● **Passage given**:
************

Read PCA Output in R: What Loadings, Scores, and Variance Explained Actually Tell You
PCA output in R boils down to three quantities: loadings (how variables combine into each component), scores (where each observation sits on each component), and variance explained (how much signal each component captures). Once you can read these three, you can read any prcomp() result.
What does prcomp() actually return?
When you call prcomp() on a dataset, R hands you a list with five slots. Three of them carry all the interpretive weight: sdev, rotation, and x. Let's fit PCA on the built-in USArrests data, print a summary, and map each slot to the question it answers.
The dataset has 50 US states and four variables: Murder, Assault, UrbanPop, and Rape. We scale the variables (divide by their standard deviation) so that no variable dominates just because its numbers are larger.
That one table answers the whole "how much signal is in each component" question. PC1 alone captures 62% of the variance in USArrests; PC1 and PC2 together capture 85%. In a four-variable dataset that is a heavy compression: two components carry most of what the four original variables told us.
Next, inspect the structure of the fitted object itself. We want to see which slot holds what.
Four slots matter for interpretation. sdev is the per-PC standard deviation (square it to get the eigenvalues). rotation is a p × p matrix whose columns are the eigenvectors (sometimes called loadings). x is an n × p matrix of scores, the projection of every observation onto every PC. center and scale just record the preprocessing so you can reverse it if needed.

Figure 1: The five slots prcomp() returns and the three questions they answer.
prcomp() over the older princomp(). prcomp() computes PCA via singular value decomposition, which is numerically stable and does not require more rows than columns. princomp() uses the eigendecomposition of the covariance matrix and fails when n < p. Stick with prcomp() unless you have a legacy reason not to.Try it: Run prcomp() on the first four numeric columns of iris with scaling on, then identify which slot holds the 150 × 4 scores matrix.
Click to reveal solution
Explanation: pr$x always holds the scores (observations projected onto PCs). Its rows match the input row count; its columns match the number of PCs.
What do the loadings tell you?
Loadings answer the question: which original variables define each principal component? In prcomp(), the matrix pr$rotation carries this information. Each column is one PC, and each row is one original variable. The number at position (i, j) tells you how strongly variable i contributes to PC j and in which direction.
Let's look at the rotation matrix for USArrests.
Focus on PC1 first. The three violent-crime variables (Murder, Assault, Rape) all have large negative loadings around −0.54 to −0.58, while UrbanPop has a much smaller loading of −0.28. All four are negative and of similar-enough magnitude that PC1 reads as a roughly balanced "overall crime plus urbanization" axis, with the crime variables dominating.
Now PC2. The sign pattern changes: Murder and Assault are positive; UrbanPop and Rape are negative. UrbanPop alone has a huge loading of −0.87. PC2 is mostly "UrbanPop, versus everything else". It separates states where urbanization is high from states where it is low.

************

● **Data extract**:
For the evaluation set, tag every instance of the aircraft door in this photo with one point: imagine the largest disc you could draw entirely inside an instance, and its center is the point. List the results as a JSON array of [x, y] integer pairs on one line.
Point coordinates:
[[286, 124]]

************

● **Prompt 1**:
Using the page on reading PCA output in R, answer each of the following in a few words.
(a) How many US states does the USArrests dataset cover?
(b) What share of the variance in USArrests does PC1 alone capture?
(c) Which variable has a loading of −0.87 on PC2?
● **Prompt 2**: Reproduce the part of the page on reading PCA output in R that begins at the words "What does prcomp()" and stops after the words "slot holds what.".

● **Final result 1**:
(a) 50 states.
(b) 62%.
(c) UrbanPop.

● **Final result 2**:
What does prcomp() actually return?
When you call prcomp() on a dataset, R hands you a list with five slots. Three of them carry all the interpretive weight: sdev, rotation, and x. Let's fit PCA on the built-in USArrests data, print a summary, and map each slot to the question it answers.
The dataset has 50 US states and four variables: Murder, Assault, UrbanPop, and Rape. We scale the variables (divide by their standard deviation) so that no variable dominates just because its numbers are larger.
That one table answers the whole "how much signal is in each component" question. PC1 alone captures 62% of the variance in USArrests; PC1 and PC2 together capture 85%. In a four-variable dataset that is a heavy compression: two components carry most of what the four original variables told us.
Next, inspect the structure of the fitted object itself. We want to see which slot holds what.